(What needs to be done) Make an exact copy of every record that follows.

----- The records -----

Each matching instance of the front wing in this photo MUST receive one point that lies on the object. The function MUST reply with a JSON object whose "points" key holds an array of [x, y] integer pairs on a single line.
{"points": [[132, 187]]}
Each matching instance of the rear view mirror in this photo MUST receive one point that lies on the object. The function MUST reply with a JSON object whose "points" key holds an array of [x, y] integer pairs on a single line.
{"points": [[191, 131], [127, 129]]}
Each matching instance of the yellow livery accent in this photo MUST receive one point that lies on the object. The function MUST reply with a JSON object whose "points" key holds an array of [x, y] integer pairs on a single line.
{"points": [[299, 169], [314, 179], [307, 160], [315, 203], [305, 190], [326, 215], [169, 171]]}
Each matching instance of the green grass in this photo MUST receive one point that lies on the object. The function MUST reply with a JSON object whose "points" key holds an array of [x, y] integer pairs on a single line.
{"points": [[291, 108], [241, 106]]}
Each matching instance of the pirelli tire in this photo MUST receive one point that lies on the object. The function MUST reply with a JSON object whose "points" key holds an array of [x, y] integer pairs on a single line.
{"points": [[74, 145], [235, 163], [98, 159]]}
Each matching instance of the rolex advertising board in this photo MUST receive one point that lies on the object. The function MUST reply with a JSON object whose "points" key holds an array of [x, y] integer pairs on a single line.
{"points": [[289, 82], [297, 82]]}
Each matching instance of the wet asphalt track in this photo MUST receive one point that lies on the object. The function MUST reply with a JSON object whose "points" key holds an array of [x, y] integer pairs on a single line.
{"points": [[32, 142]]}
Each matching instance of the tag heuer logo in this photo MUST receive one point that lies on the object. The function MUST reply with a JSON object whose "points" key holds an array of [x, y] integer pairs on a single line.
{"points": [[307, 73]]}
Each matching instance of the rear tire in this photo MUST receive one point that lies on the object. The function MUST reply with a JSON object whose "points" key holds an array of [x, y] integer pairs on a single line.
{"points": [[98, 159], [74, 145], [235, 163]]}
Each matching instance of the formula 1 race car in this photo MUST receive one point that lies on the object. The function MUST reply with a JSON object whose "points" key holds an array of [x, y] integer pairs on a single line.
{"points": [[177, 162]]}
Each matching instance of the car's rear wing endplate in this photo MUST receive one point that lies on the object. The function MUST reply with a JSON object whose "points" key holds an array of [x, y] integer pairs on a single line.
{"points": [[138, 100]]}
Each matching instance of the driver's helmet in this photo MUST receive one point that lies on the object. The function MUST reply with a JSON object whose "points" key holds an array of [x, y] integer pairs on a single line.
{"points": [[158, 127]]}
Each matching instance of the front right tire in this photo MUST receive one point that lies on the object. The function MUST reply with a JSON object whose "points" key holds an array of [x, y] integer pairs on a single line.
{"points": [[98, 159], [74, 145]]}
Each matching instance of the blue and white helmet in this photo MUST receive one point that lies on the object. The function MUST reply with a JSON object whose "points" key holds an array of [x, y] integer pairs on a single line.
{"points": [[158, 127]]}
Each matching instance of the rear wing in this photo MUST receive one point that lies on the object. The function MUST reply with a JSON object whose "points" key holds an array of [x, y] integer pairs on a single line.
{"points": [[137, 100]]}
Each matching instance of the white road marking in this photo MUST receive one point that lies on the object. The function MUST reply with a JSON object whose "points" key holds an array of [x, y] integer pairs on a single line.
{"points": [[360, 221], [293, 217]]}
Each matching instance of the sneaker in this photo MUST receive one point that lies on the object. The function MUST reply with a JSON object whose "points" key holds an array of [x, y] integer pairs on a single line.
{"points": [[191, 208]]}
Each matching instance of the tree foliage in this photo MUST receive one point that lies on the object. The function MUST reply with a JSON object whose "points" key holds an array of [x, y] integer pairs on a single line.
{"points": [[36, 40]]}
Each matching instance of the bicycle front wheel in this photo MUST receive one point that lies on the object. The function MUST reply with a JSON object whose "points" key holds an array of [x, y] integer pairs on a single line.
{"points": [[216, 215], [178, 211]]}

-----

(Problem solution)
Each matching instance of the front wing in this photo MUST receive one point that lies on the object. The function MUST reply with a JSON object whose "points" key holds an array of [x, y] integer pairs on a single line.
{"points": [[132, 187]]}
Each matching instance of the rear view mirror in this photo MUST receive one point that lies on the object. The function MUST reply with a JSON object whose "points" key holds an array of [x, y] integer pairs on a single line.
{"points": [[191, 131], [127, 129]]}
Each matching instance of the yellow livery accent in this photo MUST receive one point that lies on the object. The function MUST reply with a JSON object whose "points" key holds an array of [x, y] integer pairs on a single line.
{"points": [[299, 169], [314, 179], [307, 160], [315, 203], [305, 190], [326, 215], [169, 171]]}
Each matching instance of the green grass in this photo MUST receive one point that lies on the object. The function MUST reply with a JSON object whose "points" key holds an array of [x, y] integer pairs on a single line.
{"points": [[291, 108], [241, 106]]}
Each matching instance of the pirelli tire in this photo MUST receive one point that lies on the object. The function MUST reply with a JSON object whose "points" key holds an array of [x, y] integer pairs on a single line.
{"points": [[74, 145], [235, 163], [98, 159]]}
Each matching instance of the rolex advertising board in this photo MUST receive one point that lies on the object. The function MUST reply with a JSON object whose "points" key holds an array of [x, y] integer pairs on a single line.
{"points": [[289, 82], [297, 82]]}
Each matching instance of the wet asphalt track in this photo MUST receive one point that lies on the object. The function MUST reply with a JSON object whose "points" key holds an array of [x, y] integer pairs on a single line.
{"points": [[32, 142]]}
Each matching instance of the tag heuer logo in this photo MUST receive one point that lies on the object. The function MUST reply with a JSON object whose "points" key holds an array of [x, y] integer pairs on a single line.
{"points": [[307, 73]]}
Each matching instance of the rear tire in this photo MUST receive one point that lies on the object. The function MUST reply with a JSON object whose "points" key holds an array of [x, y] integer pairs on a single line.
{"points": [[98, 159], [74, 145], [235, 163]]}
Each matching instance of the formula 1 race car in this photo MUST receive one point that lies on the object. The function MUST reply with a JSON object whose "points" key holds an array of [x, y] integer pairs on a single line.
{"points": [[177, 162]]}
Each matching instance of the car's rear wing endplate in this photo MUST receive one point that lies on the object. The function MUST reply with a JSON object whose "points" key holds an array of [x, y] integer pairs on a single line.
{"points": [[138, 100]]}
Each matching instance of the driver's helmet in this photo MUST receive one point that lies on the object. The function MUST reply with a JSON object whose "points" key holds an array of [x, y] integer pairs on a single line.
{"points": [[158, 127]]}
Each matching instance of the front right tire in this photo MUST receive one point that lies on the object. The function MUST reply with a JSON object whose "points" key holds an array of [x, y] integer pairs on a single line.
{"points": [[98, 159], [74, 145]]}
Each matching instance of the blue and white helmet in this photo MUST receive one point that lies on the object. The function MUST reply with a JSON object whose "points" key holds an array of [x, y] integer pairs on a single line.
{"points": [[158, 127]]}
Each matching instance of the rear wing in this photo MUST receive one point that lies on the object. The function MUST reply with a JSON object whose "points" key holds an array of [x, y] integer pairs on a single line.
{"points": [[137, 100]]}
Each matching instance of the white road marking in this photo MUST receive one point that lies on the object. The function MUST reply with a JSON object whose "points" key holds an array of [x, y] integer pairs on a single line.
{"points": [[360, 221], [293, 217]]}
Each matching instance of the sneaker in this photo MUST receive one point that lies on the object. The function MUST reply with a JSON object whose "points" key holds an array of [x, y] integer pairs on a single line.
{"points": [[191, 208]]}
Each matching instance of the tree foliage in this photo MUST receive one point that lies on the object. The function MUST reply with a JSON object whose "points" key holds an array of [x, y] integer pairs on a single line.
{"points": [[36, 40]]}
Each matching instance of the bicycle front wheel in this photo MUST receive one point that lies on the object. The function MUST reply with a JSON object whose "points" key holds an array of [x, y] integer pairs on a single line.
{"points": [[216, 215], [178, 211]]}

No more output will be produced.